• GOAL OF THE EXERCISE
Return each line in the data below that contains the word "yellow".

• Stored data entries
________________________

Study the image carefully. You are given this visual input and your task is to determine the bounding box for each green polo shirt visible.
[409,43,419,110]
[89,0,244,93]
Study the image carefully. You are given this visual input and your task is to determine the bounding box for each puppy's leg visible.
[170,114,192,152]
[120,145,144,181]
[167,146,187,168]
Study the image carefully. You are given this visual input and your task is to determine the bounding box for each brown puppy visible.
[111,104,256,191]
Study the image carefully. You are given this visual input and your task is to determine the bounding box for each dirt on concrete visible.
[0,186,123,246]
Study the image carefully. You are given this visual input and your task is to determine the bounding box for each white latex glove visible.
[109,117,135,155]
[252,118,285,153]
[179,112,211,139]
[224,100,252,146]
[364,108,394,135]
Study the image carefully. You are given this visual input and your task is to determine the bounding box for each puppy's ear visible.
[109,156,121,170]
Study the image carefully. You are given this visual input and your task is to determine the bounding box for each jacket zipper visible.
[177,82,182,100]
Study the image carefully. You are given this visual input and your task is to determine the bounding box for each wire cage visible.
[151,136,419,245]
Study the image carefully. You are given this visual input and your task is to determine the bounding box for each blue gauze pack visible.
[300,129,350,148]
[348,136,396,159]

________________________

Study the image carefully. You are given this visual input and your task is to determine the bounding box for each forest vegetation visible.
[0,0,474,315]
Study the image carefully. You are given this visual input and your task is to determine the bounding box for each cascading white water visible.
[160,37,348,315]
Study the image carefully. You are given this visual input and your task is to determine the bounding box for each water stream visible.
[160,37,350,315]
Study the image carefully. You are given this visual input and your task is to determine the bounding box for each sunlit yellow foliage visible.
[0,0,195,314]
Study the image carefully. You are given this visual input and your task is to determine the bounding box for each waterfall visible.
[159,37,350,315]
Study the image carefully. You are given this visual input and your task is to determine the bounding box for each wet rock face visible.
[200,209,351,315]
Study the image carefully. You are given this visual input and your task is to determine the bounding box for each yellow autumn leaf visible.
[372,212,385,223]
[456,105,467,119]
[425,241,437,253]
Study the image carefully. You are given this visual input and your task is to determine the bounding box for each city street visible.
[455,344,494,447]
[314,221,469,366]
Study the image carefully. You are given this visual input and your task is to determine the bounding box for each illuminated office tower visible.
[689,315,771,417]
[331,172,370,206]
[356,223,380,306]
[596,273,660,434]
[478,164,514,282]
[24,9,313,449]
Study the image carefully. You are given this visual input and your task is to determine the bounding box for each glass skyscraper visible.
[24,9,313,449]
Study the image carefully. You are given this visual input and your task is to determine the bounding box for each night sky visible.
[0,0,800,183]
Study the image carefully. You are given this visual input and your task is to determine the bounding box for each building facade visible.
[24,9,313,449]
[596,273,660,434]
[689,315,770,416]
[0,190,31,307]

________________________

• ANSWER TO THIS TASK
Study the image carefully. You are given this visual input and your task is to determine the bounding box for each sunlit yellow foliage visible.
Study the image carefully. You are given this visual input and your task is to determine the bounding box for each yellow autumn leaf visible.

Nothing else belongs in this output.